Restate word for word all of the lines below, with each image left out.

Segment Start: EXERCISE MATERIAL

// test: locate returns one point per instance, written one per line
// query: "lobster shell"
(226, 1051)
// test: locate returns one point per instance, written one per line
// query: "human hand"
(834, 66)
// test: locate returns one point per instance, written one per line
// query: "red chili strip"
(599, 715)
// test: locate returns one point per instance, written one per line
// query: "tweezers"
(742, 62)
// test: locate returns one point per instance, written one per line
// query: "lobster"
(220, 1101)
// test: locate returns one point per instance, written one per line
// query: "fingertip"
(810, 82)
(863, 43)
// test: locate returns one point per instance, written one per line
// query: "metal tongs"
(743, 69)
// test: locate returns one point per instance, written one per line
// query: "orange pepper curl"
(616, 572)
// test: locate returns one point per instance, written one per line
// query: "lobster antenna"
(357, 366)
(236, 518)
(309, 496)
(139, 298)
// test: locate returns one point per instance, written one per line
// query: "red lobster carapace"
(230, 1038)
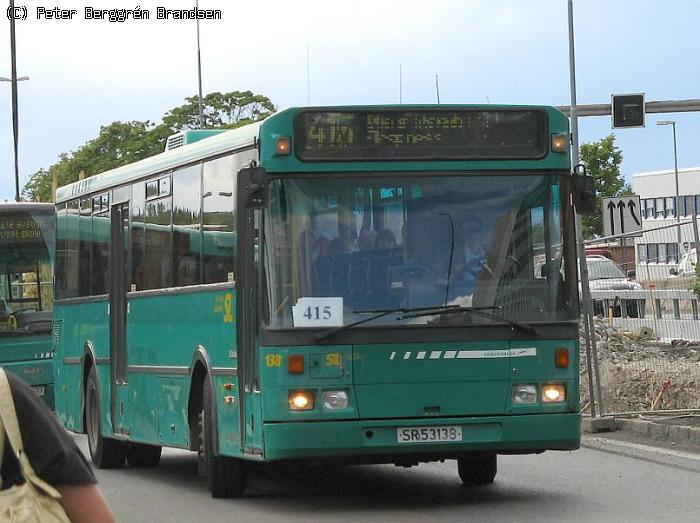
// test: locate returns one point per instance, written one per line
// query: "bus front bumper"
(379, 438)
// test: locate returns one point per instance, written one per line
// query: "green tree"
(220, 111)
(121, 143)
(602, 160)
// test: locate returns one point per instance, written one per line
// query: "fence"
(645, 355)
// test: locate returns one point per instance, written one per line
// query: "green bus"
(26, 293)
(388, 284)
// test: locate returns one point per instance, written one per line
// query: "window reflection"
(186, 225)
(418, 242)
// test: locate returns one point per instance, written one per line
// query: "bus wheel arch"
(226, 476)
(106, 453)
(477, 468)
(196, 403)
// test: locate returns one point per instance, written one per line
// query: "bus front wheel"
(226, 476)
(477, 468)
(106, 453)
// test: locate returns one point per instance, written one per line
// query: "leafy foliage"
(602, 160)
(220, 111)
(121, 143)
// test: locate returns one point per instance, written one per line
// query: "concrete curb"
(677, 459)
(684, 434)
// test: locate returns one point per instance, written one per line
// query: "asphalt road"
(586, 485)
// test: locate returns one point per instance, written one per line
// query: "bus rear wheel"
(477, 468)
(226, 476)
(143, 455)
(106, 453)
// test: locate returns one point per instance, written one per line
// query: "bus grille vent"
(174, 141)
(57, 331)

Segment End: EXERCISE MATERIAL

SOLUTION FOR THIS TASK =
// test: locate returns one point per instance, written one per line
// query: "lobster shell"
(226, 1051)
// test: locate returns one point per instance, written one per line
// query: "human hand"
(834, 66)
// test: locate returns one point per instance, written one per line
// query: "red chili strip"
(599, 715)
// test: locate returns one point per instance, written one per line
// query: "tweezers"
(742, 62)
// test: locate returns one point per instance, written one per line
// query: "lobster"
(220, 1101)
// test: locate returns one point per instance, written one per line
// query: "fingertip"
(810, 82)
(863, 43)
// test: locate returns one point per instance, written one per line
// query: "metal tongs"
(743, 69)
// test: locate returns one point per instance, written one per line
// query: "orange pepper curl"
(616, 572)
// test: locate returns one point per instance, written one per line
// query: "lobster antenna"
(357, 366)
(236, 518)
(309, 496)
(139, 298)
// test: locate returns one point per instance, written one per line
// query: "red lobster carapace"
(230, 1038)
// test: locate returns one point per instance, written one per line
// query: "bus front bumper"
(379, 438)
// test: locate returns one point per instance, written one per line
// query: "green tree"
(220, 111)
(121, 143)
(602, 160)
// test: locate returns one point per instance, written one per line
// query: "fence"
(645, 355)
// test: locate returns one point per instance, written one per line
// query: "green bus"
(26, 293)
(388, 284)
// test: locate returns one point per instance, written one per line
// query: "window reflection"
(186, 225)
(418, 242)
// test: locate returns one point per instance, written one per line
// query: "bus wheel arch"
(226, 476)
(106, 453)
(477, 468)
(196, 403)
// test: locate returns one point per instance, written one per line
// query: "bus front wheel"
(226, 476)
(477, 468)
(106, 453)
// test: locate returns one point per instance, written one per line
// query: "leafy foliage"
(602, 160)
(220, 111)
(121, 143)
// test: locate returns one point per instance, written one per line
// query: "concrete curb"
(677, 459)
(684, 434)
// test: locate returns one point per instance, written one per line
// query: "asphalt road"
(586, 485)
// test: locate returns one point per instance, written one per line
// query: "bus rear wheel"
(477, 468)
(226, 476)
(143, 455)
(106, 453)
// test: locate returns one point per instance, written one per line
// query: "bus grille vent"
(174, 141)
(57, 331)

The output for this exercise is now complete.